- **EXTRACT TO READ**
########
# In Brief Notes

This notebook will give a quick summary of all the material in the chapters. 

## Chapter 1: Basic concepts of Bayes

* Backward looking - exploratory data analysis (descriptive stats, visualisation)
* Forward looking - Inferential stats

Here we us IS methods, and then EDA to summarise, interpret, check, communicate results

Generating data is a **stochastic process**, there is always uncertainty involved.

Bayes has 3 steps
1. Design model by combining prob dists like legos
2. use Bayes Theorem to condition (combine model with data)
3. Critisise the model

Some basic stuff on probabilities, should be familiar by now. To summarise

> Probablities are used to measure the uncertainty we have about parameters and Bayes' theorem is the mechanism to correctly update those probabilities in light of new data, hopefully reducing our uncertainty.

You can use Kruschke diagrams to reprsent models.

The Posterior is the outcome of Bayes' theorem. Usually this is what you report on, giving various averages and spreads.

The Highest Posterior Density (HPD) is common. It's the shortest possible interval of the x-axis which contains X% of the the probability density. It allows you to make a statement like 'we think the parameter theta is between 2 and 5, with a probability of 0.95'. Don't confuse this with a confidence interval

You can use the posterior to generate the **posterior predictive**. You can then use this to conduct **posterior predictive checks**, PPCs.

## Chapter 2: PyMC3 (and arViz)

PyMC3 is a Probablistic Programming Language - a language to create models and run inference on them with numerical analysis. An *Inference Button*

A typical pattern
1. specify your paramters
2. specify your likelyhood and pass it your data
3. create a trace with `sample`
4. do an arviz `plot_trace` and `summary` on the trace
5. plot posterior with HPD with `az.plot_posterior`

**Region of practical equivalence (ROPE)** is an interval you choose that you consider important (you might say a coin should be considered fair if its probability of coming up heads is betweeb 0.45 and 0.55). You can compare your HPD with your ROPE to judge your posterior.

**Loss functions** are another way to make analyse the posterior. The idea is to capture how different are the true parameter value and the estimated value are. A larger loss function means a worse estimation.

The Gaussian is useful because of the CLT. But the Gaussian can be over sensitive to outliers. It can be desentitised using Students T (where the DOF parameter is also assigned a prior).

>***No notes from comparing groups, effect size and hierarchical models and shrinkage - sure I did this?!?***

## Chapter 3: Linear Regression

Data in the form of pairs of observations: $\{(x_1,y_1),(x_2,y_2),...,(x_n,y_n)\}$.

If x and y are both 1d lists, then you have **Simple Linear Regression**

If x is multidimensional you have **Multiple Linear Regression**

### Simple linear regression
$y_i = \alpha + x_i \beta$ is the core of LinReg - the expression of 'linear' relationship between x and y. The goal is to estimate the params alpha and beta. A traditional method is by least squares fitting. Another (used here) is generating a probablistic model. 

$y \sim N\left(\mu = \alpha + x\beta, \epsilon\right)$, where alpha and beta are normal and epsilon is half cauchy or uniform.
########
- **DIRECTIVES**
1 – Output the part of the Bayes notes starting with "A typical pattern" and going on through "judge your posterior.", word for word.
2 – What comes next in the Bayes notes? Write the following part, picking up right after their last sentence.
The Bayes notes are all you need; the material after them can be left aside.

- **RECORDED DATA**
########
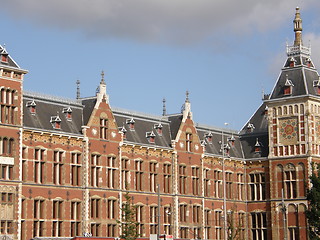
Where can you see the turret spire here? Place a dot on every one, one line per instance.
(297, 28)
########
- **FINAL ANSWERS**
1 –
A typical pattern
1. specify your paramters
2. specify your likelyhood and pass it your data
3. create a trace with `sample`
4. do an arviz `plot_trace` and `summary` on the trace
5. plot posterior with HPD with `az.plot_posterior`

**Region of practical equivalence (ROPE)** is an interval you choose that you consider important (you might say a coin should be considered fair if its probability of coming up heads is betweeb 0.45 and 0.55). You can compare your HPD with your ROPE to judge your posterior.

2 –
With these models alpha and beta tend to be highly correlated (*autocorrelated*). This is a logical consequence of the method, because effectively what you are doing is finding the 'center' of the data, and drawing a line through it. If you think what  happens to the slope and y intercept when you do this, it's easy to see that movements in alpha and beta must be correllated. A way to get around this is to make sure your x data is centered around the mean, so the line you draw through the data will always cross the y axis at around the same value.

**Correlation coefficients** measure the degree of linear dependence between two variables, how closely the two ca. The *Pearson*, r, is common. for linear regression, the *coefficient of determinaton* is r^2.

You can estimate r by the formula

$$r = \beta \frac{\sigma_x}{\sigma_y}$$

You can estimate the pearson by estimating the values in the co-variance matrix.

$$\Sigma = \begin{bmatrix}
    \sigma_{x1}^2 & \rho\sigma_{x1}\sigma_{x2} \\
    \rho\sigma_{x1}\sigma_{x2} & \sigma_{x2}^2 
    \end{bmatrix}$$
    
where $\rho$ is the pearson correlation coefficient between the two variables (you would have one rho for each pair of variables)

To esimate this in PyMC3 you would use as your likelihood a Multivariate Normal

$y \sim MvN(\mu, \Sigma)$

$\mu \sim N([\bar{x},\bar{y}], 10)$

$\sigma_1 \sim HalfN(10)$

$\sigma_2 \sim HalfN(10)$

$\rho \sim U(-1,1)$

As with single variable problems, you can use Student T in place of Normal to desensitize

As with single variable problems, you can create hierarchical models with hyper-priors

### Polynomial Linear Regression
Simple linear regression fits a straight line $\alpha + \beta x$. Polynomial lin reg looks at higher order equations, i.e. curves, generalising the formula to

$$\mu = \beta_0 x^0 + \beta_1 x^1 + \dots + \beta_m x^m$$

The modelling is basically the same as simple linear regression - you just have more parameters (more $\beta$'s). The interpretation is not so simple as slope and y-intercept.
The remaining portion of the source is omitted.